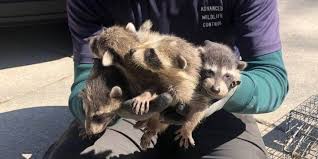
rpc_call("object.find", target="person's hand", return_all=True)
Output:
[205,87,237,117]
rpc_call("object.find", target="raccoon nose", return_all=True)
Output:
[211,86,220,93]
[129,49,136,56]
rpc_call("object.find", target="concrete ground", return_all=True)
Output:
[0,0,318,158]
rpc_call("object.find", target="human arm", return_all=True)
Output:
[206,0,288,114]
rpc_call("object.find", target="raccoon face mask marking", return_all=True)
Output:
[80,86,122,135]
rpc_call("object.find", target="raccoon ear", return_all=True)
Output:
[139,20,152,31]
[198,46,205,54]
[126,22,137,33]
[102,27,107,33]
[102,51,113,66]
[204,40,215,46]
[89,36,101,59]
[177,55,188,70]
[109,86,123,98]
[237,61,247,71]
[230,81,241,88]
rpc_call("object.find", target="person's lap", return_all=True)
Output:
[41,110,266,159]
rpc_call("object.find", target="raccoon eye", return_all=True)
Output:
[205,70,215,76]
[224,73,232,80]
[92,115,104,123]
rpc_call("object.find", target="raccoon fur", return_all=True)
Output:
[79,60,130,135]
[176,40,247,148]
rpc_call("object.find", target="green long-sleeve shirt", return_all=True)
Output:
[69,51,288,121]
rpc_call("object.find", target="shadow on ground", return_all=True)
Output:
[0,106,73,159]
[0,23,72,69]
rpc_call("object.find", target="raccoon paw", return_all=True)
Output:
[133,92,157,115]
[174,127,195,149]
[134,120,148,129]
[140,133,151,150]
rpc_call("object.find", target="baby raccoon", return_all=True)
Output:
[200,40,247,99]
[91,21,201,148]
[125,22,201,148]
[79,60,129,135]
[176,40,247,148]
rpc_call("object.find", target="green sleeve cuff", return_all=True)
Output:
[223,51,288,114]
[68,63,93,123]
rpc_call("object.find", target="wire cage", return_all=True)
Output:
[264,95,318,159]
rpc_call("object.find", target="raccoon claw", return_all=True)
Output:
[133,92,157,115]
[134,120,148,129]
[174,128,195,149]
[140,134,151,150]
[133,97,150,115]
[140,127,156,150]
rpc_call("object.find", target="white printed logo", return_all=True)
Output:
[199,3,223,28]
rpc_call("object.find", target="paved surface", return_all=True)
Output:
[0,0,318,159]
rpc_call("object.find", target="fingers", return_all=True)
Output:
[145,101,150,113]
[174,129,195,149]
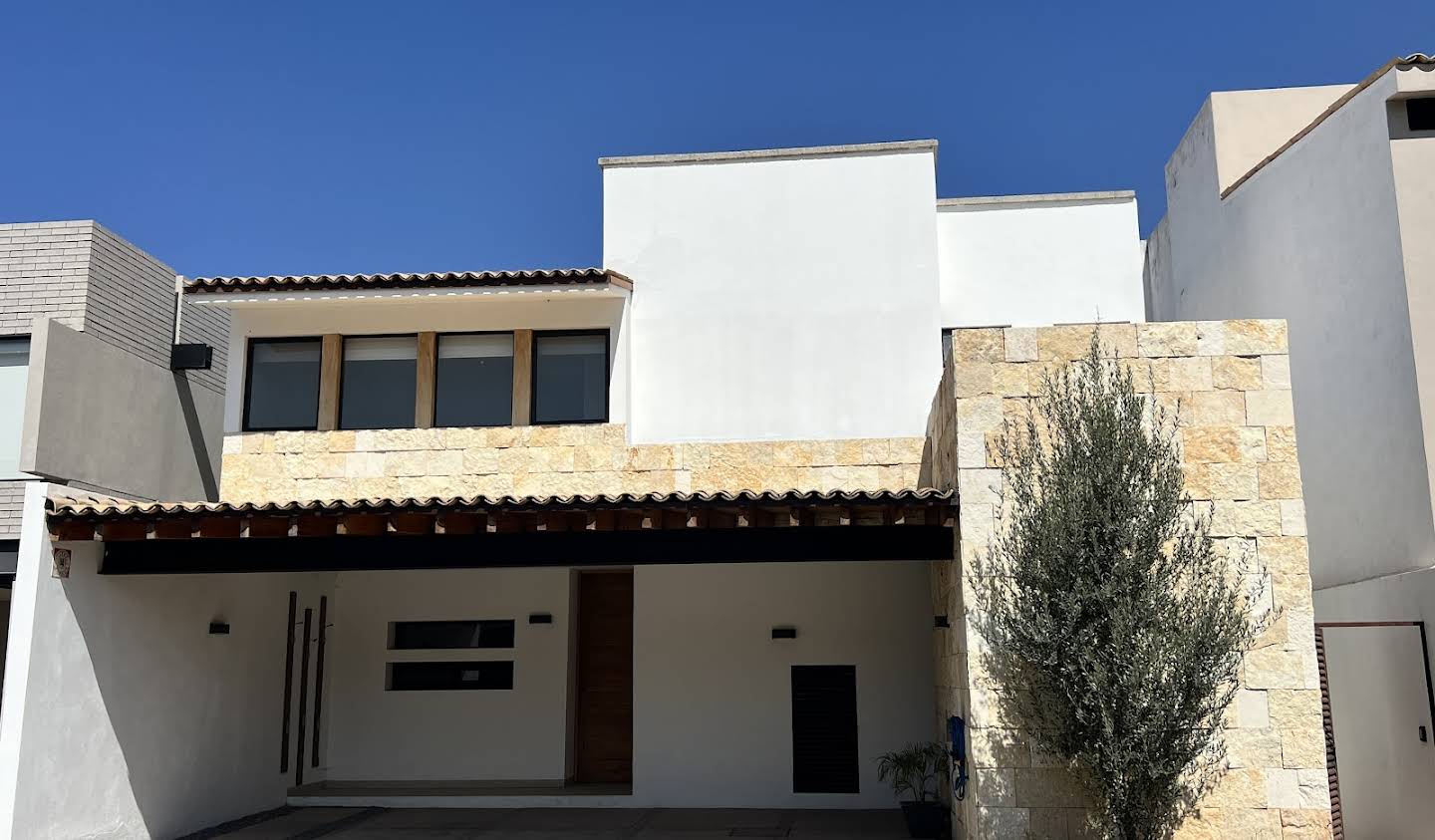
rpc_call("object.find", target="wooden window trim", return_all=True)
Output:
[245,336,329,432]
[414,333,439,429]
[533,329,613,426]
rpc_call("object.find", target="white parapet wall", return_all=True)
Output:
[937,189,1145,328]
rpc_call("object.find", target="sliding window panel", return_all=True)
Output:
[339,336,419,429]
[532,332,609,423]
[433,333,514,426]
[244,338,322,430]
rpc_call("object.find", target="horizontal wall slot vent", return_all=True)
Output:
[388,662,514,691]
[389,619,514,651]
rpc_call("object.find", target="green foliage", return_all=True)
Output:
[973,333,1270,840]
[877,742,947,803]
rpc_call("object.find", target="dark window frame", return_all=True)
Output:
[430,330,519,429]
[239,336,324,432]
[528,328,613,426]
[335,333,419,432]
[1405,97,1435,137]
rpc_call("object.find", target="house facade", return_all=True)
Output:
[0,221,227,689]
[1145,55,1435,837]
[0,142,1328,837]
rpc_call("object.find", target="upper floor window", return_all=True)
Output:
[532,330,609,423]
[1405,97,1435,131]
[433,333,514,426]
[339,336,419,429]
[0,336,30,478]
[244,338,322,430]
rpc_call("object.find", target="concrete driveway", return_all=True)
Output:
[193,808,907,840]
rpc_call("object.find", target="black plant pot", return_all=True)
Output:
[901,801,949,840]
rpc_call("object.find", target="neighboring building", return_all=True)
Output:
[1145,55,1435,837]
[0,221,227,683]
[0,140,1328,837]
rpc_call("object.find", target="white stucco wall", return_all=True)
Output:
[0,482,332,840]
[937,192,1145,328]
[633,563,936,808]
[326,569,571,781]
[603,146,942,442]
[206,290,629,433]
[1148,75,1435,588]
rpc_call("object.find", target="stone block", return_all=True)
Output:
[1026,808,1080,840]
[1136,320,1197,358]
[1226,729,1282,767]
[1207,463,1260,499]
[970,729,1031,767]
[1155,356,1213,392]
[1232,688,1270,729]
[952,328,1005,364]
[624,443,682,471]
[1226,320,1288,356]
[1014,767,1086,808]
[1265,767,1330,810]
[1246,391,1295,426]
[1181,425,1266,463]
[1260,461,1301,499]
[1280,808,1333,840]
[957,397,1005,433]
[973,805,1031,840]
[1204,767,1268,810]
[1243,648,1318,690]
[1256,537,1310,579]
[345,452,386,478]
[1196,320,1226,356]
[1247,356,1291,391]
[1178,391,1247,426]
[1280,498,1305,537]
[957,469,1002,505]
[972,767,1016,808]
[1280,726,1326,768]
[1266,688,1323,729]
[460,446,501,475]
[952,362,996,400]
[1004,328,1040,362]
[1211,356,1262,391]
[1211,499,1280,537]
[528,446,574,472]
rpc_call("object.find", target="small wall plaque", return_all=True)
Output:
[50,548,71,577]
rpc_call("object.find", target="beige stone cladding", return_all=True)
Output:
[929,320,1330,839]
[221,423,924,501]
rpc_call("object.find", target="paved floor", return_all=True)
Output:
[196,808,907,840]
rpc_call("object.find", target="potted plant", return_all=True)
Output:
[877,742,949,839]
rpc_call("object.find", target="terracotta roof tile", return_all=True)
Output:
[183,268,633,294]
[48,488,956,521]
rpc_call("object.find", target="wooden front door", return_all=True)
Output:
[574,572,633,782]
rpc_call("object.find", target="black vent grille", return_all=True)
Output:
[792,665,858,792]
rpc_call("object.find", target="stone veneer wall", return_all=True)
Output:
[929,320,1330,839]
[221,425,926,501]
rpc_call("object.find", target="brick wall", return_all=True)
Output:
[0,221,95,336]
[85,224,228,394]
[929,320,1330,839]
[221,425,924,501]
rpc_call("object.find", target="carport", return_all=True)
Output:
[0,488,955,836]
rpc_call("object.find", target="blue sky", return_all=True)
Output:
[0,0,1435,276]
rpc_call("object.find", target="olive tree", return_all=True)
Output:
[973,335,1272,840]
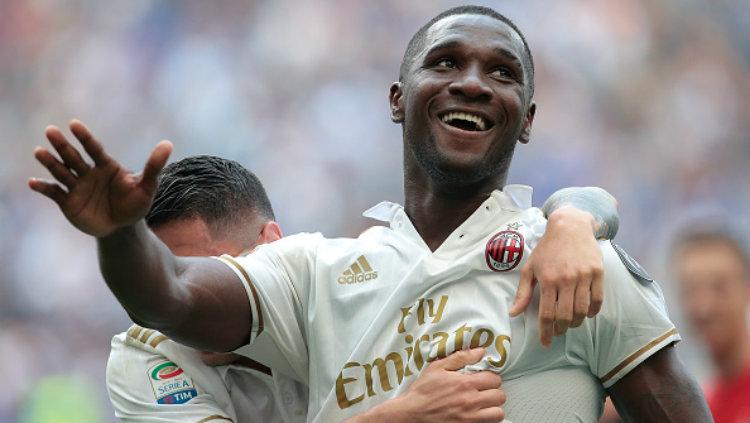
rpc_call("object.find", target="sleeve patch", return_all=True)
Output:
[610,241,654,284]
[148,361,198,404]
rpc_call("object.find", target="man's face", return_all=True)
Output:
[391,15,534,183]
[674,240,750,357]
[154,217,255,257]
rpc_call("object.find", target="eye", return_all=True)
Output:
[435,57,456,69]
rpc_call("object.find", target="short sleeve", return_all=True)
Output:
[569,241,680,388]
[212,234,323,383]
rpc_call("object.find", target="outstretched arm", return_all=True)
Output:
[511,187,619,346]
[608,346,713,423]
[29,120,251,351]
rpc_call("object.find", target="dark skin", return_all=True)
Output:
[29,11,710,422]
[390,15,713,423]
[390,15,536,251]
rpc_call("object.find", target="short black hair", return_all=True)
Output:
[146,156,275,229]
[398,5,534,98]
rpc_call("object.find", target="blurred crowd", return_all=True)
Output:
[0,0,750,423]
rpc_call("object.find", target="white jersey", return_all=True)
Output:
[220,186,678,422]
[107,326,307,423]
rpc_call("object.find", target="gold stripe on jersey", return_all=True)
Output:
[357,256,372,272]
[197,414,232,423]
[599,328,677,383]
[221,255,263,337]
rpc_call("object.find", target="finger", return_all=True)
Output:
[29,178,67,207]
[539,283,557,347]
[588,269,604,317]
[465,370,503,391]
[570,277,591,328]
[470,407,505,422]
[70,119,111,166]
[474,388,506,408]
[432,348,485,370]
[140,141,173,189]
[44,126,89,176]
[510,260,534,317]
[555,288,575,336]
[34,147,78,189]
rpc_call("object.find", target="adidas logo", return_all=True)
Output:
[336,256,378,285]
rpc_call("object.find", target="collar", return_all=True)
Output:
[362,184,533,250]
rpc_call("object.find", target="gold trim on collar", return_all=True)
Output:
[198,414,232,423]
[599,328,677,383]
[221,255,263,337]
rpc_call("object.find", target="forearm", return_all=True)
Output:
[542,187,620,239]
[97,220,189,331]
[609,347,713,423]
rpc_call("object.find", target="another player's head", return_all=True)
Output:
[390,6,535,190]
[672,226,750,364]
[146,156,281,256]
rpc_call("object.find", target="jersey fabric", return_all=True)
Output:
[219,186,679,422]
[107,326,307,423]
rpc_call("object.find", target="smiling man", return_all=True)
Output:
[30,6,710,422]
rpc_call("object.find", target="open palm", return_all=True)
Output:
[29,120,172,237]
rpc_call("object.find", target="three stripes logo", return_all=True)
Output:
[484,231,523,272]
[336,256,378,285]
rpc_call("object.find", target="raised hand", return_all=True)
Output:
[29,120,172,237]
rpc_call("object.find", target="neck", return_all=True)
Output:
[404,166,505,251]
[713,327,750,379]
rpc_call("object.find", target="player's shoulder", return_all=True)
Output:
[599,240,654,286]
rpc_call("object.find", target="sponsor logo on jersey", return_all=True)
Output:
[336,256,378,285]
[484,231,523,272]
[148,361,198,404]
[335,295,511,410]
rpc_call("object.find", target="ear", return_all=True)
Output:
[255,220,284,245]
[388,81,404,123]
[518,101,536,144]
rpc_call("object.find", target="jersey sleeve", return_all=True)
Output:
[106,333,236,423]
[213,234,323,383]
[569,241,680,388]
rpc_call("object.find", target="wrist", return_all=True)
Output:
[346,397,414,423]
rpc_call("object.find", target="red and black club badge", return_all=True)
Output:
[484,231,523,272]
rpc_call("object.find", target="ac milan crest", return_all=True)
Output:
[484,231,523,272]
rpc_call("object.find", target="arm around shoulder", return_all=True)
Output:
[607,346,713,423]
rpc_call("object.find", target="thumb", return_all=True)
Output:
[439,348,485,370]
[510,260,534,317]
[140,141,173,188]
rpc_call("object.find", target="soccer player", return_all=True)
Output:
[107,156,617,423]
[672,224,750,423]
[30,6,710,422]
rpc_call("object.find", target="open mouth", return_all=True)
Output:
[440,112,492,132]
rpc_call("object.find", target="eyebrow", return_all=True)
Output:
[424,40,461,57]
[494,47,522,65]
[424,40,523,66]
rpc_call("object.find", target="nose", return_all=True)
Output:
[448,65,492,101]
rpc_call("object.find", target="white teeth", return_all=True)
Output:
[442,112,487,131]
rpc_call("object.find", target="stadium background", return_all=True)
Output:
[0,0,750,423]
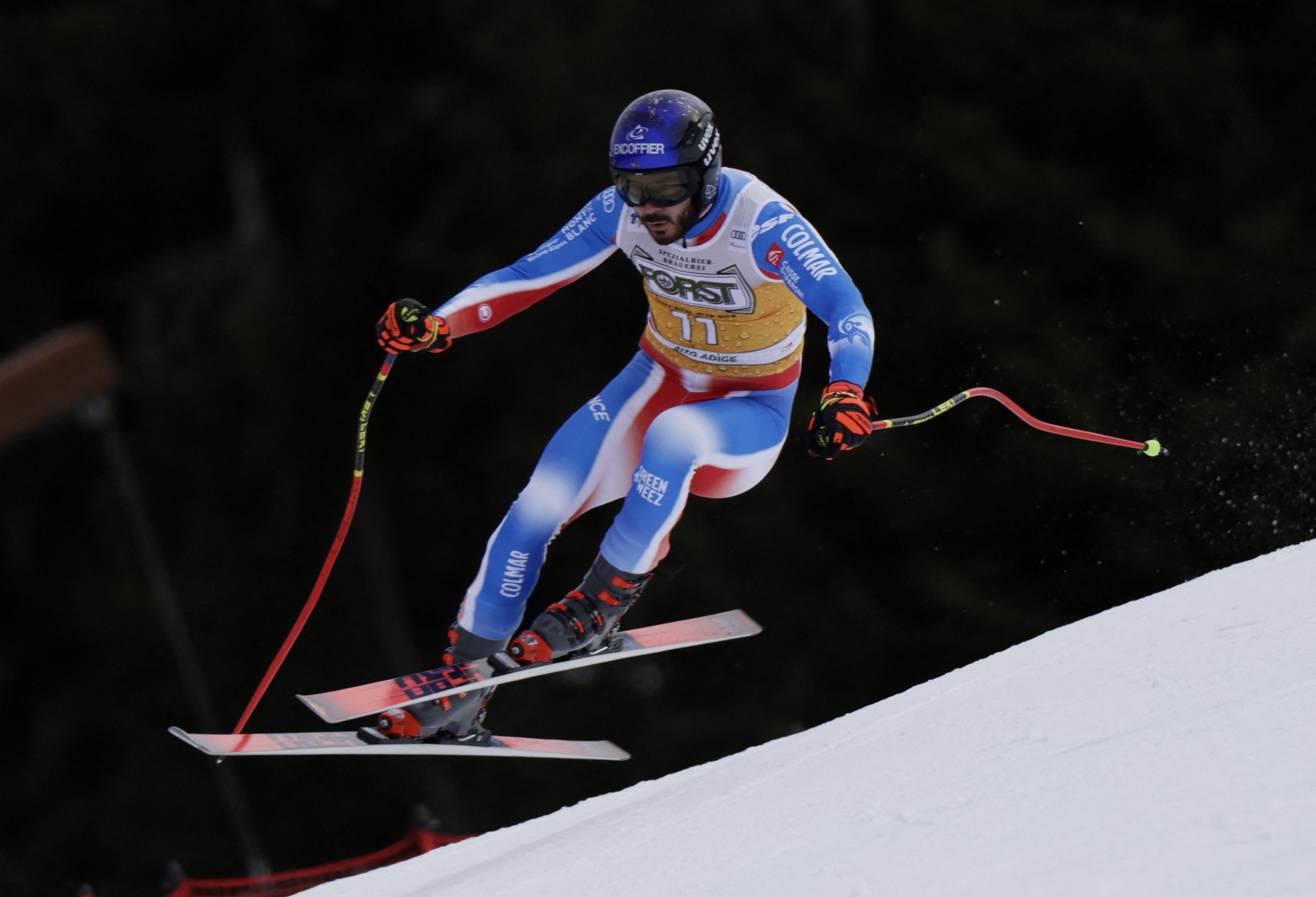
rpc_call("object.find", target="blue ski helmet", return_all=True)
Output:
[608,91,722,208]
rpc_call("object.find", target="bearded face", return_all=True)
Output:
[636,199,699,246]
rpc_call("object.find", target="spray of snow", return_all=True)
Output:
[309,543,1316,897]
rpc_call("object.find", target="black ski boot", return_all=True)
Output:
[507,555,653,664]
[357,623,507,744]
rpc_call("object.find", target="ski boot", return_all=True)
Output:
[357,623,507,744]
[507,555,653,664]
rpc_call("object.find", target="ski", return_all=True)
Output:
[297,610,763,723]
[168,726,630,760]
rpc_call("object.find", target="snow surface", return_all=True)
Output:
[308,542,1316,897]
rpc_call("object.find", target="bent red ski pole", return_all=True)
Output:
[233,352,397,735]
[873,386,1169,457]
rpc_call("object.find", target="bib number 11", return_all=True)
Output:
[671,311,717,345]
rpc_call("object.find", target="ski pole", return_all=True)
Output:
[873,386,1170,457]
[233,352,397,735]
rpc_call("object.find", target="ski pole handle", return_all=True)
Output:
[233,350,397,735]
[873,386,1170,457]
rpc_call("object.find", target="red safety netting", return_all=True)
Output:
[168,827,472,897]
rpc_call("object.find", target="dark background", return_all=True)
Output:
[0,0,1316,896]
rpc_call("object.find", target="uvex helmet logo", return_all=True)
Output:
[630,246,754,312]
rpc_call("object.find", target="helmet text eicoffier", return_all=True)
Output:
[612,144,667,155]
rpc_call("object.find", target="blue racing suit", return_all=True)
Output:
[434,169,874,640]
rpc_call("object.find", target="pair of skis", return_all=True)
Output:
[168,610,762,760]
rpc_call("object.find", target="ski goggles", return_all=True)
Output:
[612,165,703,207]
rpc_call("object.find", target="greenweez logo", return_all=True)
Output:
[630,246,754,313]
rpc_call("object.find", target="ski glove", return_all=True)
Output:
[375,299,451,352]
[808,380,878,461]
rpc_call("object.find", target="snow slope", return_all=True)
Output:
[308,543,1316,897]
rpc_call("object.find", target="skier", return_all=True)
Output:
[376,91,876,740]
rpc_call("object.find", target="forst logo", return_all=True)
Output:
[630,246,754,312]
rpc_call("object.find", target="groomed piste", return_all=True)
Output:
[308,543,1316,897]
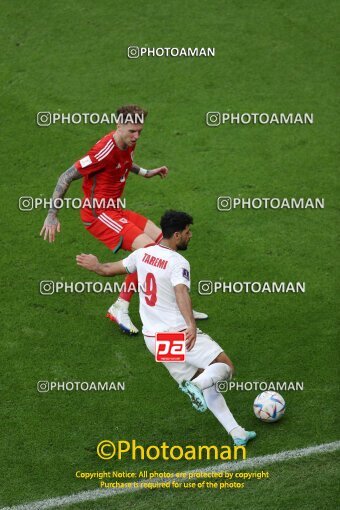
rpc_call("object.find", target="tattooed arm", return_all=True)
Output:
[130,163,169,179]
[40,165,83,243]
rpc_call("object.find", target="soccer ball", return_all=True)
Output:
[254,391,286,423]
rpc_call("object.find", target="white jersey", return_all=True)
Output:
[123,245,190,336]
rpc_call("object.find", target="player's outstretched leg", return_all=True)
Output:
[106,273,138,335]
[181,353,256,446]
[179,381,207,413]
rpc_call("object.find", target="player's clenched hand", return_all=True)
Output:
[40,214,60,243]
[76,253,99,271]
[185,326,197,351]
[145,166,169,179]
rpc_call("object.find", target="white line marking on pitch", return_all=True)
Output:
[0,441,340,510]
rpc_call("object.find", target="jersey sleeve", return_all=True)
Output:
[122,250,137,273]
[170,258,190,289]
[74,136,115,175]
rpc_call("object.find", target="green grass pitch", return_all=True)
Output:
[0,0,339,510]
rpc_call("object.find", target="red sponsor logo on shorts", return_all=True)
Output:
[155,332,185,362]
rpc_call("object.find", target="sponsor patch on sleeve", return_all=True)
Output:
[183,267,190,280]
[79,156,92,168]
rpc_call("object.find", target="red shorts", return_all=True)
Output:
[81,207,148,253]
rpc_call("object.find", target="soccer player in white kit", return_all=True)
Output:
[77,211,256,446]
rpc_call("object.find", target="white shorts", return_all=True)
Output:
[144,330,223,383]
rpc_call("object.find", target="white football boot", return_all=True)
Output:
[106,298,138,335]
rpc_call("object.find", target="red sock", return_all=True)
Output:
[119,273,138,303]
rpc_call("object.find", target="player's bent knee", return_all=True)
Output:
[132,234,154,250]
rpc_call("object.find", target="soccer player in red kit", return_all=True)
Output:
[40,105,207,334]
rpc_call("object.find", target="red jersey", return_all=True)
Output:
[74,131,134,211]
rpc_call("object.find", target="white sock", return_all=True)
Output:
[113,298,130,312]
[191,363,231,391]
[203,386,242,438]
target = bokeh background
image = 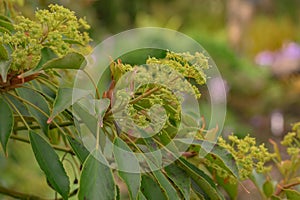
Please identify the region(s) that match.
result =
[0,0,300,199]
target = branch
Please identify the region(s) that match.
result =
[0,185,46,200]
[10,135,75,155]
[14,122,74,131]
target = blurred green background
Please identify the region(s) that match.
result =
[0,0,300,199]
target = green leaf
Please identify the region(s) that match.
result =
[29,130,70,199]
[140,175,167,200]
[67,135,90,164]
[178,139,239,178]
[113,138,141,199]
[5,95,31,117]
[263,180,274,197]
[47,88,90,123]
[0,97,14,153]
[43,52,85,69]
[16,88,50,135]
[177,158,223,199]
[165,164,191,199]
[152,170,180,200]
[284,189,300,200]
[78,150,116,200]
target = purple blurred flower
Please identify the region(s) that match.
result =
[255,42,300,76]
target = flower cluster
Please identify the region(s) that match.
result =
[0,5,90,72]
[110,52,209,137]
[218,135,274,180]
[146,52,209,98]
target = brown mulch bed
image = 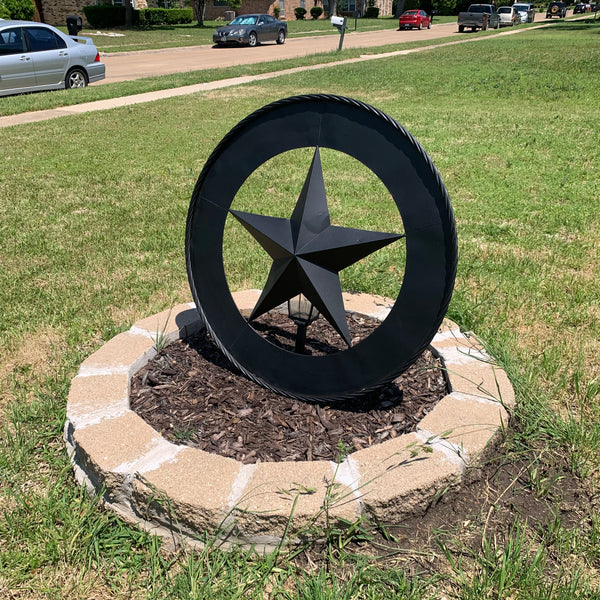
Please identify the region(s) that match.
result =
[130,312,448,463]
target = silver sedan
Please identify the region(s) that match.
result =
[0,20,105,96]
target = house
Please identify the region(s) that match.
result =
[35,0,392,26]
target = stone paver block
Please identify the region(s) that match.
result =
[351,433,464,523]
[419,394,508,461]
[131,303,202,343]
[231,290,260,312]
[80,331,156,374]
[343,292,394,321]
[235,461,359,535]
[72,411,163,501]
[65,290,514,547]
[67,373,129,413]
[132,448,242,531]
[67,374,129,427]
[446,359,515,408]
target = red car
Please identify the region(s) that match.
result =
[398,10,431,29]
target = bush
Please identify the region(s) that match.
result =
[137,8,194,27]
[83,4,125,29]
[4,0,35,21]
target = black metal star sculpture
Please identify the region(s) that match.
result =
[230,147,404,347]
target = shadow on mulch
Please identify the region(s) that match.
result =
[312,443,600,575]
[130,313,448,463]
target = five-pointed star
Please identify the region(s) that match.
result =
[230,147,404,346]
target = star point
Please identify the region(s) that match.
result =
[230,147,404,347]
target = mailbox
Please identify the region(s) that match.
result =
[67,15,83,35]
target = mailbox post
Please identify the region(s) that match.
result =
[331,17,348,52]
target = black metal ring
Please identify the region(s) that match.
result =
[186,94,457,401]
○ ○ ○ ○ ○ ○ ○
* WHAT IS BEING ASKED
Reproduce the entries from the very first one through the line that contains "[0,0,318,158]", including that line, and omit the pictures.

* COMPLETE RESPONSE
rpc_call("object.find", target="person's hand", return_all=True)
Output:
[205,87,237,117]
rpc_call("object.find", target="raccoon nose", return_all=True)
Output:
[211,86,220,93]
[129,49,136,56]
rpc_call("object.find", target="concrete ground", return_all=True)
Output:
[0,0,318,158]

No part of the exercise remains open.